## [What the exercise asks]
Print each of the following records line for line, changing nothing.

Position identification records
= = = = = = =
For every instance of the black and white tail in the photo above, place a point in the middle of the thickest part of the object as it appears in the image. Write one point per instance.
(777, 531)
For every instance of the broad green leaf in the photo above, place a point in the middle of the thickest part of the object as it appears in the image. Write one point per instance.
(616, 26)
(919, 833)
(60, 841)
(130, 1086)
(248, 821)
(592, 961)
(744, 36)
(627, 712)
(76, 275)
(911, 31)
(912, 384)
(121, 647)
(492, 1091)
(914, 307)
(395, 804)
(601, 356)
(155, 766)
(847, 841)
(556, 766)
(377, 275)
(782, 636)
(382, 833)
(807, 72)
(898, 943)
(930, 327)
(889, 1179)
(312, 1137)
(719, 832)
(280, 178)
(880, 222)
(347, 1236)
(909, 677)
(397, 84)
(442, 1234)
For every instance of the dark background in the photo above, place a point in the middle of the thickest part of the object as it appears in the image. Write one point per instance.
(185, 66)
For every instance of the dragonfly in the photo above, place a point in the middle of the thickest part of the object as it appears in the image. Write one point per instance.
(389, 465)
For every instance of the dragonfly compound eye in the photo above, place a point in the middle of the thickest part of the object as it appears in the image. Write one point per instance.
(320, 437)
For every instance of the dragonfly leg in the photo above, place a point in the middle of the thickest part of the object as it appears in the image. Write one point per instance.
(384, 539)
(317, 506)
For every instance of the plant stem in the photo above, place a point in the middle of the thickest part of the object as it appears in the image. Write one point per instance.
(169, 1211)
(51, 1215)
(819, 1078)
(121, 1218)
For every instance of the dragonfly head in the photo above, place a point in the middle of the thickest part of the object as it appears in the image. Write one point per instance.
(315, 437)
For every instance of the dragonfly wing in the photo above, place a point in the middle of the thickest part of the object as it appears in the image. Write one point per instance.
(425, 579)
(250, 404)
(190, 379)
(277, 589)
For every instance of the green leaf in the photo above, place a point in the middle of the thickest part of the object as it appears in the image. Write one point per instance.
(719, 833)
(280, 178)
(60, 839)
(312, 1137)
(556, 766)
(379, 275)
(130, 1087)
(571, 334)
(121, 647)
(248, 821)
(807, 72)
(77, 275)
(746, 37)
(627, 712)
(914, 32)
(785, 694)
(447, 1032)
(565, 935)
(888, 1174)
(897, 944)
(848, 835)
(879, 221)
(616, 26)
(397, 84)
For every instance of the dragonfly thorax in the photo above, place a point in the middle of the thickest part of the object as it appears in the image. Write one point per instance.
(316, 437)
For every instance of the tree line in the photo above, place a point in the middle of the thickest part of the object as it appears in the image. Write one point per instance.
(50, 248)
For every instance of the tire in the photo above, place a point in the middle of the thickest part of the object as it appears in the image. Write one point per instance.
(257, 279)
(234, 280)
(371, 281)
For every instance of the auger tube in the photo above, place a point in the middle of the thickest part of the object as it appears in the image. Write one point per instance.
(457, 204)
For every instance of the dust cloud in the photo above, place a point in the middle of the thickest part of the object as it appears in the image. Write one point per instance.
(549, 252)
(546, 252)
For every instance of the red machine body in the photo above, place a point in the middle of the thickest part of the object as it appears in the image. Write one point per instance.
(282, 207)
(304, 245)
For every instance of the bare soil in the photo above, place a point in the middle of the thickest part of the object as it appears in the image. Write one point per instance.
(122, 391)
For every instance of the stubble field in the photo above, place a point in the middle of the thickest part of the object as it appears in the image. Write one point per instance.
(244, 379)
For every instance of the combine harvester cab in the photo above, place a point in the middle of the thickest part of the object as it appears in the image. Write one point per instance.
= = = = = = =
## [Solved problem]
For every instance of the black and white tail in the photo above, place a point in the middle of the thickest part of the object as it appears in the image. Write one point per instance.
(777, 531)
For every instance of the broad green leaf in the photo above, place a point in the middle of the thickest part of the object as it appears in the image. Write one point per instance.
(616, 26)
(919, 833)
(60, 841)
(130, 1086)
(248, 821)
(592, 961)
(744, 36)
(627, 712)
(76, 275)
(911, 31)
(912, 384)
(121, 647)
(492, 1091)
(914, 307)
(395, 804)
(601, 356)
(155, 766)
(847, 841)
(556, 766)
(377, 275)
(782, 636)
(382, 833)
(807, 72)
(898, 943)
(930, 327)
(889, 1179)
(312, 1137)
(719, 832)
(280, 178)
(880, 222)
(347, 1236)
(909, 677)
(397, 84)
(442, 1234)
For every instance of the dark background in the photo above, place a point in the middle of the thickest part of the object as it appears in the image. Write one point per instance.
(185, 66)
For every instance of the dragonfly in the photo above, place a point in the middle of the thickest part of the object as it appears in the image. Write one point per instance.
(389, 465)
For every instance of the dragonfly compound eye in the photo above, place a point in the middle of the thickest part of the object as it appears in the image. Write one point per instance.
(320, 437)
For every instance of the dragonfly leg in the photo above, place a point in the middle of the thickest part of the object as it appears in the image. Write one point per instance.
(384, 539)
(317, 506)
For every instance of the plant stem in the photo above, place a point in the middle of the thickest part of the object as it appears in the image. Write one point per instance.
(169, 1211)
(51, 1215)
(819, 1078)
(121, 1218)
For every instance of the dragonfly head in the photo above, place a point in the middle of the thickest part of the object as it appears in the image. Write one point per instance.
(315, 437)
For every instance of the dragonfly wing in the photo above, place a point in the middle of the thickest part of the object as it appears in the image. Write one point per instance.
(425, 579)
(250, 404)
(190, 379)
(277, 589)
For every instance of the green leaf in the photo above, place a point in the middle of the thickest part of the object as it appears in the image. Write one point per instance.
(719, 833)
(280, 178)
(60, 839)
(312, 1137)
(556, 766)
(379, 275)
(130, 1087)
(571, 334)
(121, 647)
(248, 821)
(807, 72)
(77, 275)
(746, 37)
(627, 712)
(914, 32)
(785, 694)
(447, 1032)
(565, 935)
(888, 1174)
(897, 944)
(848, 835)
(879, 221)
(616, 26)
(397, 84)
For every instance of the dragonfly thorax in the photo above, place a point in the middle of the thickest part of the object as it appears in the image. Write one point per instance.
(316, 437)
For every instance of the tree line in the photo above, place a point in the middle of the thickest part of the object as it appears in the image. Write one point per instance.
(50, 248)
For every instance of the tire in the photo above, place a point in the middle of the thickest part of the object as it appears in the image. Write one point per instance.
(257, 279)
(234, 280)
(371, 281)
For every instance of the auger tube in the photo above, place a point in the middle of the thickest part of the object as it appears in the image. Write one point per instance.
(457, 204)
For every instance of the dust cloud in the photo above, place a point in the middle of the thickest part of the object as it appears in the image. Write one point per instance.
(549, 252)
(546, 252)
For every instance of the red machine body in the photo above, place a point in the middle of the thickest part of the object as it appears in the image. Write one point per instance.
(282, 207)
(304, 245)
For every instance of the bare soil in the photo above, place a point in the middle of the thickest part of the object as it appears in the image. Write one point per instance.
(122, 391)
For every instance of the stubble field in the photo above, place a point in the middle of the thickest part of the object as it appears in the image. Write one point per instance.
(244, 379)
For every instance of the combine harvester cab in the photo above, place a point in the middle of the thickest part of the object as it appears in the image. Write one point per instance.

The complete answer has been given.